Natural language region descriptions

────────────────

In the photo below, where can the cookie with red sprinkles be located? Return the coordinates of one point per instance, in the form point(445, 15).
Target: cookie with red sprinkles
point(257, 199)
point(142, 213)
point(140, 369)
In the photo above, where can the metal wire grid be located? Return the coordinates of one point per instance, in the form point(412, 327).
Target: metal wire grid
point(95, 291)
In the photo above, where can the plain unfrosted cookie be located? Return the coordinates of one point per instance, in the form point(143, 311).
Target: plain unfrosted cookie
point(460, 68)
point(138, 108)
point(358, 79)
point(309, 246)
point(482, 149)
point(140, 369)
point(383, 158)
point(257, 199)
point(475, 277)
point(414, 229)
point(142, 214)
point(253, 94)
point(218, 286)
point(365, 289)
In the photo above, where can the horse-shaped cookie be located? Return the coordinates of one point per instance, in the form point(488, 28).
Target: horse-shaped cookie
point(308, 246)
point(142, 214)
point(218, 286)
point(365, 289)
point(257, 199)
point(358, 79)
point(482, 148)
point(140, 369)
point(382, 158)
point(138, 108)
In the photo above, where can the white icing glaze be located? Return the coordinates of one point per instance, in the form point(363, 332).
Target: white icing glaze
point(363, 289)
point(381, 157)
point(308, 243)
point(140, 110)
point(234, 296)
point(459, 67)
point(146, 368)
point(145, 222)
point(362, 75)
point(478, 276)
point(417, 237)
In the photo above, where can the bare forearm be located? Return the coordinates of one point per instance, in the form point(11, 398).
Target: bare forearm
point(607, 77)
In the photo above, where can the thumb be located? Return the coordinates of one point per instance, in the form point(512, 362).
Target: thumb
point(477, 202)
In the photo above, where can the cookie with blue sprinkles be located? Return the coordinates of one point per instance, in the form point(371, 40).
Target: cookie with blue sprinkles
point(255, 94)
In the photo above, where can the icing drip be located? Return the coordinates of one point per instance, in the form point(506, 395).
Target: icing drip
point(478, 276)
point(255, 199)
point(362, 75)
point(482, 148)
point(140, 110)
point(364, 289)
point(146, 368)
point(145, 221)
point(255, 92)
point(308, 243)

────────────────

**DIRECTIONS FOR THIS TASK**
Once you find the line containing "In the photo above, where can the white", copy it and every line after it through the end of the records, exactly and nothing else.

**EXERCISE SOLUTION**
In the photo above, where can the white icing glaze be located? Return the coordinates of one point per instance, in the form point(363, 332).
Target: white icing glaze
point(363, 289)
point(381, 157)
point(308, 243)
point(140, 110)
point(234, 296)
point(459, 67)
point(146, 368)
point(145, 222)
point(362, 75)
point(478, 276)
point(417, 237)
In the photo above, where can the bare forearm be located? Return the coordinates of one point per instance, in the form point(11, 398).
Target: bare forearm
point(607, 77)
In the photo above, where can the thumb be located? Return the coordinates of one point per instance, in the form point(512, 362).
Target: thumb
point(477, 202)
In the photo above, where can the cookie with blue sprinkles be located? Return the coordinates of one point per instance, in the form point(371, 40).
Target: cookie with blue sprinkles
point(255, 94)
In the photo above, where can the icing drip be located? Return the coordinates of one point per instance, in the form point(506, 395).
Target: icing drip
point(478, 276)
point(255, 199)
point(362, 75)
point(482, 148)
point(140, 110)
point(364, 289)
point(146, 368)
point(145, 221)
point(255, 92)
point(308, 243)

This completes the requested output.